* _ASSIGNMENT_
Once you reach the line containing "Could you point to every instance of the eyelash", reproduce it and every later line exactly, through the end of the data.

Saved entries
==========

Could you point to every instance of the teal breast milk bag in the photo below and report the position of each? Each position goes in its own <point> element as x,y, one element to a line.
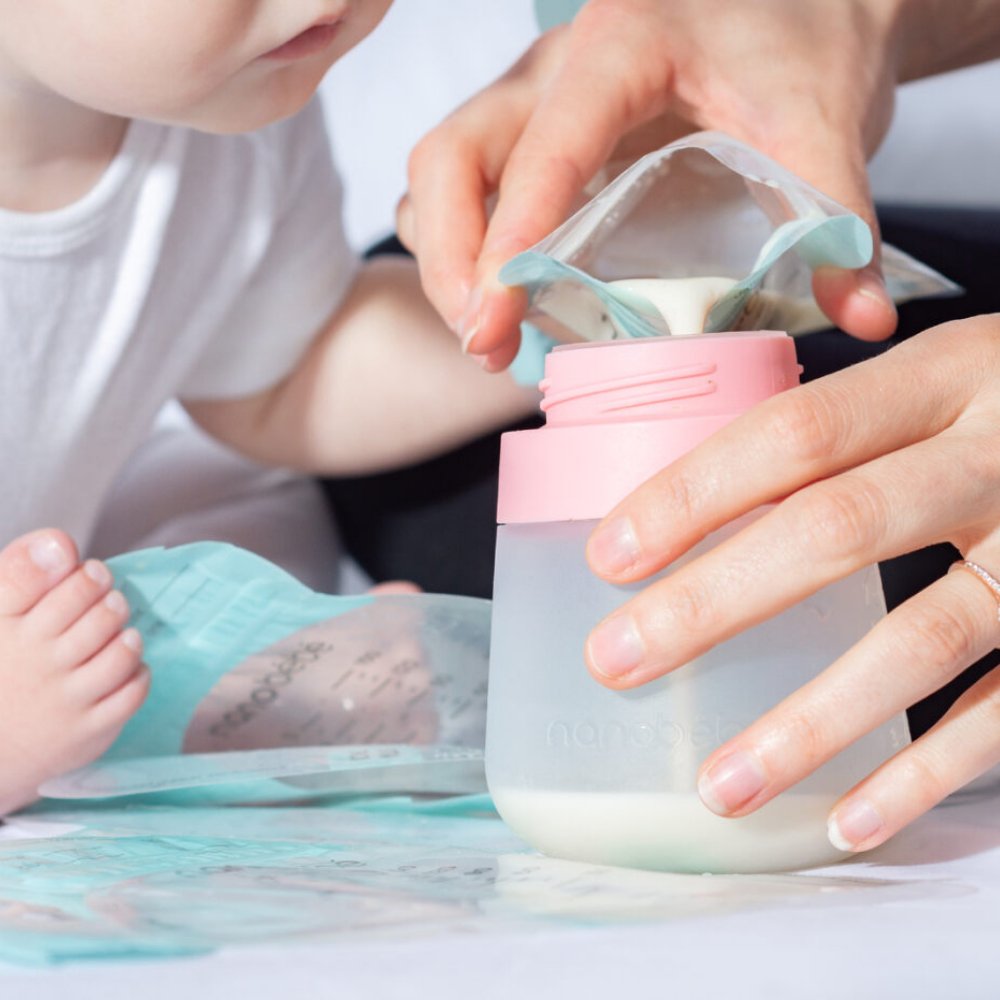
<point>263,690</point>
<point>702,237</point>
<point>591,774</point>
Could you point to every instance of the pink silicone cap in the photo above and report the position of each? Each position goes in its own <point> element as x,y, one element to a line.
<point>619,412</point>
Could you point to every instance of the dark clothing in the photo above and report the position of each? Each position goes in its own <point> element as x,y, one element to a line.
<point>434,523</point>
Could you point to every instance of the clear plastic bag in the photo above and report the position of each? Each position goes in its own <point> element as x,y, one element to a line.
<point>264,690</point>
<point>738,233</point>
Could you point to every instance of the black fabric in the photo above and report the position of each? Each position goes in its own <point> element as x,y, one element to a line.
<point>433,523</point>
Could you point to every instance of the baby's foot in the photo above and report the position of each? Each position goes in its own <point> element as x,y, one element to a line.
<point>394,588</point>
<point>71,674</point>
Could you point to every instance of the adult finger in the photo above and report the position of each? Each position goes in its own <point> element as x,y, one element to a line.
<point>820,534</point>
<point>590,104</point>
<point>911,653</point>
<point>959,748</point>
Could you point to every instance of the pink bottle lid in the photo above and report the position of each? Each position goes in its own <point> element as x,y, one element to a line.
<point>618,412</point>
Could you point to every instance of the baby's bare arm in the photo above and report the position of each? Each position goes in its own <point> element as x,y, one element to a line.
<point>385,384</point>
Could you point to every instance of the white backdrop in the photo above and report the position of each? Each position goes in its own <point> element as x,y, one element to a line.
<point>429,55</point>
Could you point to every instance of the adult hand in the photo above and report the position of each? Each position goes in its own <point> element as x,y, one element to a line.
<point>880,459</point>
<point>806,81</point>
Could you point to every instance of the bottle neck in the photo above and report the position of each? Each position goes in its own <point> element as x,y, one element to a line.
<point>665,377</point>
<point>619,412</point>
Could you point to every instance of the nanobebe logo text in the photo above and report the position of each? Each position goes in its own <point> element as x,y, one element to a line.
<point>659,733</point>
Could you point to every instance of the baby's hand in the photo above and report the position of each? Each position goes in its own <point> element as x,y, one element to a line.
<point>70,672</point>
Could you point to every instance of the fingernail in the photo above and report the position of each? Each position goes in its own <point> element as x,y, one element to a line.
<point>468,323</point>
<point>615,647</point>
<point>731,782</point>
<point>613,547</point>
<point>97,572</point>
<point>116,602</point>
<point>852,824</point>
<point>49,555</point>
<point>132,640</point>
<point>872,287</point>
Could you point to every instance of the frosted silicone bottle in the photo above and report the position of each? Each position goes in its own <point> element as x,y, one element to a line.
<point>580,771</point>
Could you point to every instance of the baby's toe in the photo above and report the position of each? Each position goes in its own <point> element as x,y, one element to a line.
<point>113,667</point>
<point>73,601</point>
<point>114,710</point>
<point>94,630</point>
<point>31,566</point>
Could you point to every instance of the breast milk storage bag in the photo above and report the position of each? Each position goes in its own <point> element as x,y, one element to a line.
<point>584,772</point>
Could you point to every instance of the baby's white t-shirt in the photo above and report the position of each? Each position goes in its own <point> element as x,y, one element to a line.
<point>198,267</point>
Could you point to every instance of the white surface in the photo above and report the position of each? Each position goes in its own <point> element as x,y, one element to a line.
<point>429,56</point>
<point>944,145</point>
<point>917,919</point>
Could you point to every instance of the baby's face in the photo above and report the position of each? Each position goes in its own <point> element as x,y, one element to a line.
<point>217,65</point>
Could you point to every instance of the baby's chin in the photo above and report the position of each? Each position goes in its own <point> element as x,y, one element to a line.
<point>279,98</point>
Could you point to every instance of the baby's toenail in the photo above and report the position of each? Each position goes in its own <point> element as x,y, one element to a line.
<point>116,602</point>
<point>97,572</point>
<point>132,639</point>
<point>49,555</point>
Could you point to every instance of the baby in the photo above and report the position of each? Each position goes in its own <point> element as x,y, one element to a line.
<point>169,228</point>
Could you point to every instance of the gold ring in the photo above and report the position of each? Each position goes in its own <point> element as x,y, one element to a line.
<point>985,576</point>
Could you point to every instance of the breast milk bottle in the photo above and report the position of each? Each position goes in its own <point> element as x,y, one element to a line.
<point>583,772</point>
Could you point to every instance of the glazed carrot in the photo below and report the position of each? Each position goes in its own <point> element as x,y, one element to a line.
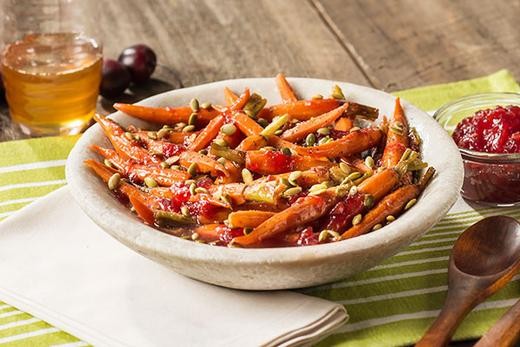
<point>252,142</point>
<point>344,124</point>
<point>286,91</point>
<point>247,125</point>
<point>303,211</point>
<point>162,176</point>
<point>207,135</point>
<point>208,232</point>
<point>352,143</point>
<point>248,219</point>
<point>229,96</point>
<point>302,129</point>
<point>128,149</point>
<point>380,183</point>
<point>143,211</point>
<point>242,100</point>
<point>301,109</point>
<point>397,137</point>
<point>204,164</point>
<point>274,162</point>
<point>166,115</point>
<point>390,205</point>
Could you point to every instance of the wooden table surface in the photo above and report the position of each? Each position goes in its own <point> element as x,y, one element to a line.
<point>390,45</point>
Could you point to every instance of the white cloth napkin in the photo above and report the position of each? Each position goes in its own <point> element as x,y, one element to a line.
<point>59,266</point>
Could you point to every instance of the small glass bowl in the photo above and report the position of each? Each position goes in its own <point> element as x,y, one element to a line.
<point>491,179</point>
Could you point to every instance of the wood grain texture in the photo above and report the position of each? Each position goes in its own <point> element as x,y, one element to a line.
<point>209,40</point>
<point>406,43</point>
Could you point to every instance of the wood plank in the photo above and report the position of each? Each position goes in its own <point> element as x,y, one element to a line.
<point>406,43</point>
<point>210,40</point>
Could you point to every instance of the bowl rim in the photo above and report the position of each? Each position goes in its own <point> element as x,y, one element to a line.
<point>162,243</point>
<point>502,158</point>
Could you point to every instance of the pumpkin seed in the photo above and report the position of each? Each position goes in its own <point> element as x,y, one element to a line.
<point>293,177</point>
<point>323,131</point>
<point>108,163</point>
<point>337,93</point>
<point>150,182</point>
<point>369,201</point>
<point>194,104</point>
<point>193,186</point>
<point>292,191</point>
<point>410,203</point>
<point>345,168</point>
<point>247,177</point>
<point>228,129</point>
<point>188,128</point>
<point>276,124</point>
<point>286,151</point>
<point>113,181</point>
<point>357,219</point>
<point>185,211</point>
<point>353,176</point>
<point>192,169</point>
<point>369,161</point>
<point>193,119</point>
<point>310,140</point>
<point>220,142</point>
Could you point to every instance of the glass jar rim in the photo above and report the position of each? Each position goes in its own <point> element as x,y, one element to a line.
<point>511,158</point>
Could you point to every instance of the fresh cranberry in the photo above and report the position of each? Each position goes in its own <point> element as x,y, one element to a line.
<point>344,211</point>
<point>307,237</point>
<point>493,131</point>
<point>171,149</point>
<point>227,234</point>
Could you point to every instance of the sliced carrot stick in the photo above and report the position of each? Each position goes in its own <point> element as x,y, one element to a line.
<point>163,177</point>
<point>286,91</point>
<point>128,149</point>
<point>302,129</point>
<point>397,137</point>
<point>301,109</point>
<point>247,125</point>
<point>303,211</point>
<point>350,144</point>
<point>252,142</point>
<point>166,115</point>
<point>392,204</point>
<point>229,96</point>
<point>344,124</point>
<point>380,183</point>
<point>207,135</point>
<point>241,101</point>
<point>204,163</point>
<point>248,219</point>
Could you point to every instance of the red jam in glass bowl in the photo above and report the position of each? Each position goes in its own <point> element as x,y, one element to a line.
<point>486,128</point>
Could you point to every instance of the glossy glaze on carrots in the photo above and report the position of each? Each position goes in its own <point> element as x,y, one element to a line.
<point>253,174</point>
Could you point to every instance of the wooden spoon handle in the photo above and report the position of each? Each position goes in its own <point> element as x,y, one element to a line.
<point>505,332</point>
<point>453,312</point>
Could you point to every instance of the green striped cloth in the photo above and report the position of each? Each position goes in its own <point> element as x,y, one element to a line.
<point>391,304</point>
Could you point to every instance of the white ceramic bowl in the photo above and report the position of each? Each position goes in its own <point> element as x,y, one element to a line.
<point>272,268</point>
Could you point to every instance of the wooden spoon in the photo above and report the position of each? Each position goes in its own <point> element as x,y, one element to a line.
<point>484,258</point>
<point>505,332</point>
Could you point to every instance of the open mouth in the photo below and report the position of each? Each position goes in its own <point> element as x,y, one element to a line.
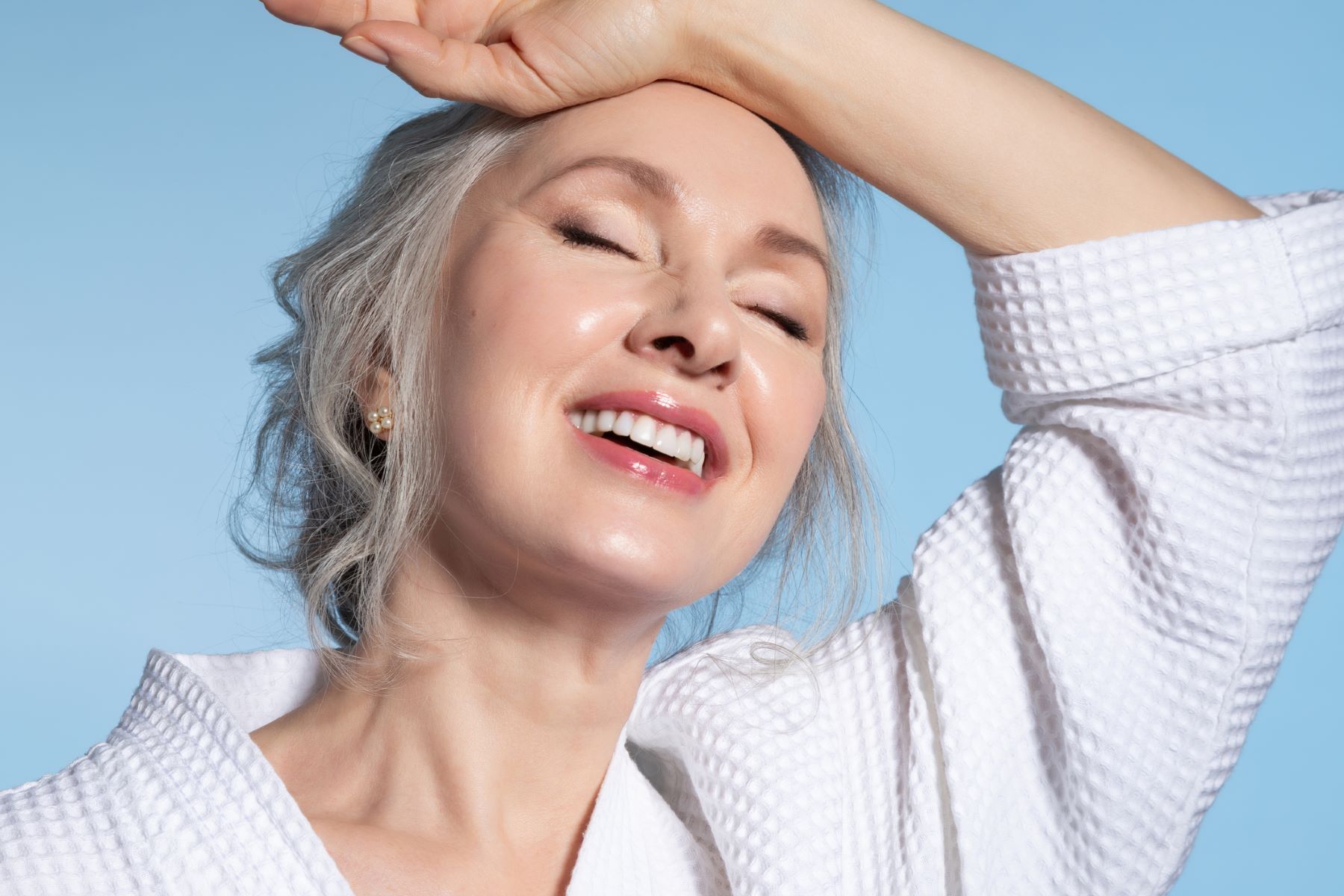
<point>644,449</point>
<point>651,437</point>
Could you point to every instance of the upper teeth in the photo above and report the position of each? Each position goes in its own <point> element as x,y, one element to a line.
<point>683,445</point>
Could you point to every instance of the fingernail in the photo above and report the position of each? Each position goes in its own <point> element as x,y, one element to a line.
<point>367,49</point>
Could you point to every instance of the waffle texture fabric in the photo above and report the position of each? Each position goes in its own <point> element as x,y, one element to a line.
<point>1048,706</point>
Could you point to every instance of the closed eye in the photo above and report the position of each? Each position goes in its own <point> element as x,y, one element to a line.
<point>576,235</point>
<point>789,326</point>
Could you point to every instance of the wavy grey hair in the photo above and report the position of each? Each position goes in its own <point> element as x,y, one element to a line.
<point>336,505</point>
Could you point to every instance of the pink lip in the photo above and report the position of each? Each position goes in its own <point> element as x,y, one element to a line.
<point>665,408</point>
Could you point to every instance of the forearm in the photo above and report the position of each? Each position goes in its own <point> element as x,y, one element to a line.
<point>999,159</point>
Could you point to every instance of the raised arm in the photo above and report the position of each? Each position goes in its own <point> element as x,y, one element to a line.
<point>999,159</point>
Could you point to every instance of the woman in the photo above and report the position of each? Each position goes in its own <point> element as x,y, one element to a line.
<point>625,253</point>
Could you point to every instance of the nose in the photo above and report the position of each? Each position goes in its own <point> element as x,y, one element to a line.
<point>697,332</point>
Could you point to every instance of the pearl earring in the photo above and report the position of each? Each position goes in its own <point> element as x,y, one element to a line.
<point>381,420</point>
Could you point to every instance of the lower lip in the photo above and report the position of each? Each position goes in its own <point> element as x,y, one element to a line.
<point>650,469</point>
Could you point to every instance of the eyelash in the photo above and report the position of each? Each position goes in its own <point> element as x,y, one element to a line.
<point>579,237</point>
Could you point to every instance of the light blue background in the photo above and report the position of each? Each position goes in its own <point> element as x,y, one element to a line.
<point>158,155</point>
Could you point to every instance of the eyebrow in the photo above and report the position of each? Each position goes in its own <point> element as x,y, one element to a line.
<point>665,187</point>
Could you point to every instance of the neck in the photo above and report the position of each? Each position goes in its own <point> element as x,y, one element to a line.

==========

* _RESPONSE AREA_
Could you point to every instance of the eyelash in the photo above and report the position of each? Each position goes in its own <point> element as x,y, one element to a line.
<point>579,237</point>
Could you point to every instance of the light blue background in the photo above and report the position of each? Each position goes in its own <point> element as x,y, one element to a line.
<point>158,155</point>
Could you point to every instance of the eyebrow in the photo above and report the position of each? Each position goes in its own <point> element as x,y, one element to a line.
<point>665,187</point>
Could you point to every instance of the neck in the photo above and report the position of each? Each position goes in its own <point> element as x,y, one element to a line.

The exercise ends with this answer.